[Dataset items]
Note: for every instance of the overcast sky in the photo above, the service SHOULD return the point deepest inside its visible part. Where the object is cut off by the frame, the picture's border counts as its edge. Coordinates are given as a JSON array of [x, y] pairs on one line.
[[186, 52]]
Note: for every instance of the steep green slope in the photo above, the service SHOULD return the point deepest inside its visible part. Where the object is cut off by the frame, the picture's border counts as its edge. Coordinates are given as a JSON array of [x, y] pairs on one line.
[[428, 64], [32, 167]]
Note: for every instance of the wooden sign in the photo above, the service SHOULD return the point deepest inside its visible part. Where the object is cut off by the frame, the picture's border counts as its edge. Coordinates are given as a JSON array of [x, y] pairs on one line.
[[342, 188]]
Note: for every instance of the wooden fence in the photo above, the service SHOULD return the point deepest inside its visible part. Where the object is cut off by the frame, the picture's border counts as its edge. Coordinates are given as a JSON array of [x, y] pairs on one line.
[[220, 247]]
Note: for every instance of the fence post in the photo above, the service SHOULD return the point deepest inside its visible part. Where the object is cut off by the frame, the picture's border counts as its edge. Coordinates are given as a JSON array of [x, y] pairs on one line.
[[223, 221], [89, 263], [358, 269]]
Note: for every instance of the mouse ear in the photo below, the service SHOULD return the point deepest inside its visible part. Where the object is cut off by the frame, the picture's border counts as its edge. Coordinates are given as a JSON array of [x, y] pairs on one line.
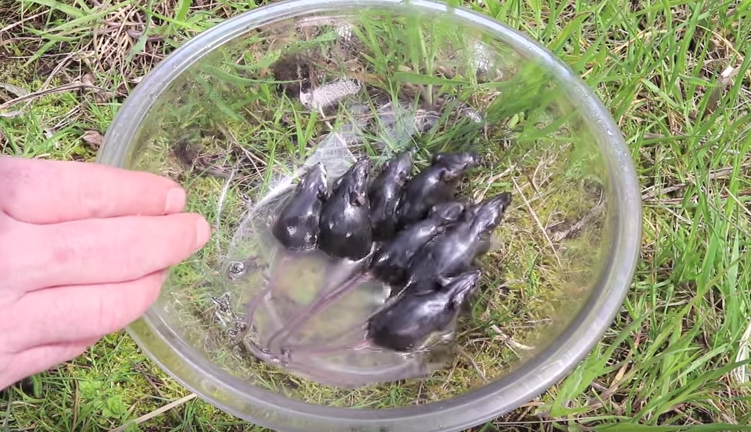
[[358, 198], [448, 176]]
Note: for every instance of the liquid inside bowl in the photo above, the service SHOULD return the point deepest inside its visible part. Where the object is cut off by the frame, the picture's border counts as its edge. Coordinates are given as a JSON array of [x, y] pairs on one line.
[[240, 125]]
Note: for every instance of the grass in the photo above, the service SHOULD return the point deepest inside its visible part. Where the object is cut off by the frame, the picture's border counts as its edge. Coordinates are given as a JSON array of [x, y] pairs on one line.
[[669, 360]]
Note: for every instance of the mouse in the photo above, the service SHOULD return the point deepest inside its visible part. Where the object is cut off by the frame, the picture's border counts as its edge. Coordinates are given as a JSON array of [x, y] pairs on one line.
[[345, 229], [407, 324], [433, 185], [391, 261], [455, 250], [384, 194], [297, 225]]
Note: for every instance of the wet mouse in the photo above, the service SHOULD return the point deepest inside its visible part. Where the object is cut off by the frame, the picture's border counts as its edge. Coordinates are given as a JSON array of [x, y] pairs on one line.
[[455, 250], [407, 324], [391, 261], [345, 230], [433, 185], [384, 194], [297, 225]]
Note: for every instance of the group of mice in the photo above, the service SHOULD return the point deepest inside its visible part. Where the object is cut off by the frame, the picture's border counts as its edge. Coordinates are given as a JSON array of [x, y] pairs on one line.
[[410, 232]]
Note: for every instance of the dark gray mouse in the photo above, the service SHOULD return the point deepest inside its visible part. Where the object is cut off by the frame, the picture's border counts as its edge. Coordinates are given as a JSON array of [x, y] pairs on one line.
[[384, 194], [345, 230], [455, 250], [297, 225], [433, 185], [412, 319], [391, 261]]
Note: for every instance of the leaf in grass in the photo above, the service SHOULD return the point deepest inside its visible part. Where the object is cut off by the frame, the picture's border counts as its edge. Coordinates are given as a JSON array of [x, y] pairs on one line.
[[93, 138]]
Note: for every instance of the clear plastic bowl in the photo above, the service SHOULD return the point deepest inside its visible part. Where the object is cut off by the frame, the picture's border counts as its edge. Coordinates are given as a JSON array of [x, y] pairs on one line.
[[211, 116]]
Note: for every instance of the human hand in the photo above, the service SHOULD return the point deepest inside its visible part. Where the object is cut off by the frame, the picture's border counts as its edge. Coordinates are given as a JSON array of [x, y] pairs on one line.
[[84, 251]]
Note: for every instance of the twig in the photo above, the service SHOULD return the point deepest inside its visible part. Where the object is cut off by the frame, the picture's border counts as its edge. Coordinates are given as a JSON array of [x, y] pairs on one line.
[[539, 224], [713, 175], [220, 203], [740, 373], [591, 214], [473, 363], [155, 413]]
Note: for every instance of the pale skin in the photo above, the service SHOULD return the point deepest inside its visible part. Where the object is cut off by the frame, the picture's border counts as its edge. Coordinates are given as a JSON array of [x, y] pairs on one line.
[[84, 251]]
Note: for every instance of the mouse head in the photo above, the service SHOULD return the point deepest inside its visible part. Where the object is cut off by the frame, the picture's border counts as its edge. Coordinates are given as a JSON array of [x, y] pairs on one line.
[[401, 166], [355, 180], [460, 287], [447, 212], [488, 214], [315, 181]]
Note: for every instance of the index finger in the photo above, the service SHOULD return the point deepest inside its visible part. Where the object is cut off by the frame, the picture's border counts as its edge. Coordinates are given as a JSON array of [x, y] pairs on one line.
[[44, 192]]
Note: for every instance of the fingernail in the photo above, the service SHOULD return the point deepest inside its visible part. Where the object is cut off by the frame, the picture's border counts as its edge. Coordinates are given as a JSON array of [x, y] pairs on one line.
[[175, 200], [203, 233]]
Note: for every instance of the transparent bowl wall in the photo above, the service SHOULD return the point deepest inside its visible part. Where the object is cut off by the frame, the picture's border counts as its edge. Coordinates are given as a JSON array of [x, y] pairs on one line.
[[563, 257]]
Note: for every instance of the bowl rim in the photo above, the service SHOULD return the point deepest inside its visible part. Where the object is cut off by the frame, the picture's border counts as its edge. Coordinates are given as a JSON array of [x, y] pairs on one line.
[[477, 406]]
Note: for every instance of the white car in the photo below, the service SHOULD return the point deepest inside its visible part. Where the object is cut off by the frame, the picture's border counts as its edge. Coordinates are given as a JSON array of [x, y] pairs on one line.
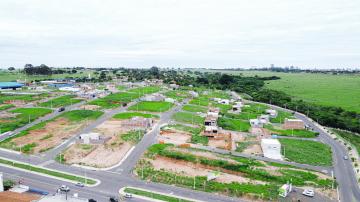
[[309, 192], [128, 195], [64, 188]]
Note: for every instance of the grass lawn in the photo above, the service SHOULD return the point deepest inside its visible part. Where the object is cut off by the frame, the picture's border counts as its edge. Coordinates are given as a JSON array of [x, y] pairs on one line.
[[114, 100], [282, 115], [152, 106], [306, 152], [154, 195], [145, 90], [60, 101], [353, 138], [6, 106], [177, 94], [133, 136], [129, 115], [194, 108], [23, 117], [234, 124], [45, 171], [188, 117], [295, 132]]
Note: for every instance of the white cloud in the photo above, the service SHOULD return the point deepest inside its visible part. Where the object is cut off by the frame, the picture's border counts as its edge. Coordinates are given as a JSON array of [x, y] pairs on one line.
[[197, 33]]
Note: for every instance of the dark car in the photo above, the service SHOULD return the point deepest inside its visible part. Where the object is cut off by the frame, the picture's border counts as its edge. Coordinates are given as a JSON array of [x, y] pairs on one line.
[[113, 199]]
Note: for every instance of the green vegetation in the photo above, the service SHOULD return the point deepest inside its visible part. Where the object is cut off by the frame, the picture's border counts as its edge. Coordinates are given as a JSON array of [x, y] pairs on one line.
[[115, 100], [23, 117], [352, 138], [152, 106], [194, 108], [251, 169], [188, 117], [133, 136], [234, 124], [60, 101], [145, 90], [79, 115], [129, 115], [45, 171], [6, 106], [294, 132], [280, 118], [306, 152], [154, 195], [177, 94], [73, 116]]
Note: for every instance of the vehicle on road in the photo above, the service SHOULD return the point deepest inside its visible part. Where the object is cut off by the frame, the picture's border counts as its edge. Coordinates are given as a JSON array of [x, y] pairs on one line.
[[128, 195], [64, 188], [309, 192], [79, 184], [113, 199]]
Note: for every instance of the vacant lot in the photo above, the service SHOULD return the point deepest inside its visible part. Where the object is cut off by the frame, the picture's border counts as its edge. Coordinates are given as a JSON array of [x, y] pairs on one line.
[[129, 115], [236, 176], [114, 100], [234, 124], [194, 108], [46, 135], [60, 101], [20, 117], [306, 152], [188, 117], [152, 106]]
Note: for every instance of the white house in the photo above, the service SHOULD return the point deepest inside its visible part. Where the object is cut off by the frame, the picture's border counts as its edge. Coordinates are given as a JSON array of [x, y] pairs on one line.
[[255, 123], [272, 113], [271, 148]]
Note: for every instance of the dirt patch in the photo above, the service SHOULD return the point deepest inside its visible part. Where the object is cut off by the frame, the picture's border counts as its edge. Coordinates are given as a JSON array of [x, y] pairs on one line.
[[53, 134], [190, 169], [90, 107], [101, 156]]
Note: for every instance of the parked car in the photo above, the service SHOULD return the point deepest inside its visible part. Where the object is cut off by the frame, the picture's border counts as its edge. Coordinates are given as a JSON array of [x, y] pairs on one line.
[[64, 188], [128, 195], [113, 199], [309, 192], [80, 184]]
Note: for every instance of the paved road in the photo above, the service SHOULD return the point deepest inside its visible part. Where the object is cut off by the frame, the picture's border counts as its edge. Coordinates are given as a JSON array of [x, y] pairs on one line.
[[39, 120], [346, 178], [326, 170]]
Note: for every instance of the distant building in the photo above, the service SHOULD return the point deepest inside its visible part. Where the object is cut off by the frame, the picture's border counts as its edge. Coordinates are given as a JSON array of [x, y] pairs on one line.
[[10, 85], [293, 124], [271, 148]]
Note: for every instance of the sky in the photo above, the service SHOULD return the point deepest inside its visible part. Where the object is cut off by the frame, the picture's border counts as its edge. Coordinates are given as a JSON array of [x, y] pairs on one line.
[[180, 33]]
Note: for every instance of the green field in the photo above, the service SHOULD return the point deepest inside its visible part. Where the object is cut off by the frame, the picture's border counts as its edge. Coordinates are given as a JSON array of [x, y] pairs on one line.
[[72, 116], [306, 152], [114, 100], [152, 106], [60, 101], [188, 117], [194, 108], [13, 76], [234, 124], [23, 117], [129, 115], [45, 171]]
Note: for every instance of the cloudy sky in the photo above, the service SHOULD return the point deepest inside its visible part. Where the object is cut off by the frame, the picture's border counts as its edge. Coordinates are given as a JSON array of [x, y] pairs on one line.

Stated problem. Copy out once more the lines of the listing above, starting at the line that contains "Note: for every instance of the grass in" and ending at the line that contains "[[410, 232]]", with both of those lines included.

Result for this task.
Note: for every instance of the grass in the photo above, the service SHOULD return the point deepest inside its visible part. Where the object is cut off by the frame, the picture's border counts as its edge. Coordinates are given as a JSON array of [x, y] pairs on one line.
[[669, 360]]
Note: for every instance of the mouse in the photo above, the service SHOULD return the point deepest inside its visible part. Where the object is cut off by the frame, the picture's border counts as its edge. Coordinates are given as a JSON array of [x, y] pairs on one line.
[[345, 229], [407, 324], [433, 185], [391, 261], [455, 250], [384, 194], [297, 225]]
Note: for every instance of the wet mouse in the photo above, the service SHOULD return the point deepest inside its visible part. Where the object is cut off by the frame, the picture's border counts as its edge. Coordinates are given as a JSON array of [x, y] pairs on one line.
[[455, 250], [407, 324], [391, 261], [345, 230], [433, 185], [384, 194], [297, 225]]
Note: for every instance of the group of mice in the photo above, the service SHOULD return the point deepest inside its visible part. Where the object is cut off by the frame, the picture's border counts as its edge. Coordinates are given as a JSON array of [x, y] pairs on one line.
[[410, 232]]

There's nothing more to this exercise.